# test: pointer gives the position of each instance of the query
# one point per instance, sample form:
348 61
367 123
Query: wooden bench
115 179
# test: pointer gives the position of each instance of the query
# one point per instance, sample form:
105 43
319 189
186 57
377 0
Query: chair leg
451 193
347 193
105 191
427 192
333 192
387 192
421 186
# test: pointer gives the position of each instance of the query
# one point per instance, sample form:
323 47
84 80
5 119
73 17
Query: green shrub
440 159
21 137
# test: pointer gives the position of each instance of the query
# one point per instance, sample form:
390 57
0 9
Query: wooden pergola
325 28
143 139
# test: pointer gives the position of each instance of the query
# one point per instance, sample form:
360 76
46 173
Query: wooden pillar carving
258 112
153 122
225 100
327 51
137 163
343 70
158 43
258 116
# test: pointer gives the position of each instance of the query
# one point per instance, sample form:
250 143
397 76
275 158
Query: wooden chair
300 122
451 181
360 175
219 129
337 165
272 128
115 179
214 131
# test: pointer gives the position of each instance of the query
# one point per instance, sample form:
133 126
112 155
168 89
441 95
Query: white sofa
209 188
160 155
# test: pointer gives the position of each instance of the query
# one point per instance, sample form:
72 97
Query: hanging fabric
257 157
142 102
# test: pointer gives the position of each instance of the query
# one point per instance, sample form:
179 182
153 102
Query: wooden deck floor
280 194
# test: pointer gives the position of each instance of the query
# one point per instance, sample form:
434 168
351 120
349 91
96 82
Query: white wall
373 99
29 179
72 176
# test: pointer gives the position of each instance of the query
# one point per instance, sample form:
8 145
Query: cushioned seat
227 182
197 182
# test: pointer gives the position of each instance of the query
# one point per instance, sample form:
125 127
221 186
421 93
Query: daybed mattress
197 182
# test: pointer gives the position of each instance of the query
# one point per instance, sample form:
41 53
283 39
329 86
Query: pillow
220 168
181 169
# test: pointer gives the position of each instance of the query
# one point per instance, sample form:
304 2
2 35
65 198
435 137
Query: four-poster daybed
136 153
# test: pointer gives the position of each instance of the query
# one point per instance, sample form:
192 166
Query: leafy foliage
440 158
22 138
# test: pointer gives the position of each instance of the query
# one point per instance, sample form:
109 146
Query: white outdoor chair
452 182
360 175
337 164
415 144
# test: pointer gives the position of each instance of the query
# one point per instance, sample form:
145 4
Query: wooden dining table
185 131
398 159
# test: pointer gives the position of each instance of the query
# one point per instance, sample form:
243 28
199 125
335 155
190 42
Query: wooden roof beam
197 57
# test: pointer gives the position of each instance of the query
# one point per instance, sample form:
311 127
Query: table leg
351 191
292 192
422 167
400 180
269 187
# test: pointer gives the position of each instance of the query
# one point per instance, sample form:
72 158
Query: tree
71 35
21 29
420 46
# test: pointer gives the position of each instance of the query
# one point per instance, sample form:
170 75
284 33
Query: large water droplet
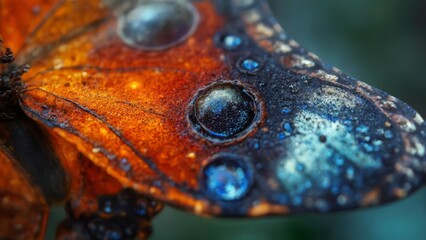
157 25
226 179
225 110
* * * * * * * * *
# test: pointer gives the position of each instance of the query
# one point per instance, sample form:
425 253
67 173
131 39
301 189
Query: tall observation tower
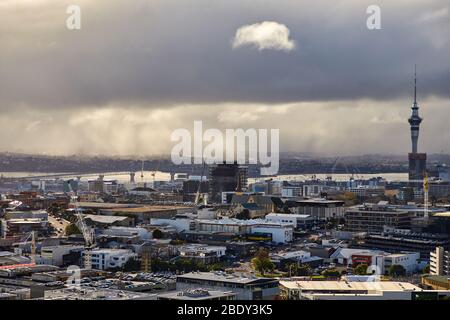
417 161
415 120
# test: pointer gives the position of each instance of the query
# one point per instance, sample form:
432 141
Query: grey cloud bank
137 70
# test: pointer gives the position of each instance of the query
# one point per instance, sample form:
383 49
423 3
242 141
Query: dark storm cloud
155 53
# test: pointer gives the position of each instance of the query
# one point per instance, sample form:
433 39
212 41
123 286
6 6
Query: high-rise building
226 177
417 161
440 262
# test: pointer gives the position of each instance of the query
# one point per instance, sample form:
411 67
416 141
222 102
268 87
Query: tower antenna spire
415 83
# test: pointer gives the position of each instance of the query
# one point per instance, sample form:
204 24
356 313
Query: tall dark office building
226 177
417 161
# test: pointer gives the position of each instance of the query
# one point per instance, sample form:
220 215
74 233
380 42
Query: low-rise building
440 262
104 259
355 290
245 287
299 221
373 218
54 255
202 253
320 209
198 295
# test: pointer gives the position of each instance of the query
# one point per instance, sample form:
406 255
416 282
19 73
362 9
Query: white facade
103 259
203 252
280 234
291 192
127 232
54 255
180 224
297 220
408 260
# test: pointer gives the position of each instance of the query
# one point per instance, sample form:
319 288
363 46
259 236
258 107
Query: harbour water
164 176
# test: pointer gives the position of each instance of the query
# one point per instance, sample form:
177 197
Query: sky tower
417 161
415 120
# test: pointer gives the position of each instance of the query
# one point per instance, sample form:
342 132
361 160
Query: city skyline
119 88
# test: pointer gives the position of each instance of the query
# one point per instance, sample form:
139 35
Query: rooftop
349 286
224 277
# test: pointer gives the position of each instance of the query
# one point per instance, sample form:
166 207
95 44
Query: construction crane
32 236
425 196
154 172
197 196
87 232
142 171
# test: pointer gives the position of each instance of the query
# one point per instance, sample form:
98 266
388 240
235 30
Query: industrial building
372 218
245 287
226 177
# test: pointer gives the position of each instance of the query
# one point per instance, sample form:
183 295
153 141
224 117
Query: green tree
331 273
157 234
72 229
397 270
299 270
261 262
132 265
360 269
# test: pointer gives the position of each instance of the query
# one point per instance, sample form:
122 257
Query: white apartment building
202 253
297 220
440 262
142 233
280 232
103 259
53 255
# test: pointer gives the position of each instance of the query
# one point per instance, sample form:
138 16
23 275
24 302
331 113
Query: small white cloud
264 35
* * * * * * * * *
_The problem:_ List each line in the material above that contains the word "dark".

_Final result:_
Query: dark storm cloud
Query: tall dark office building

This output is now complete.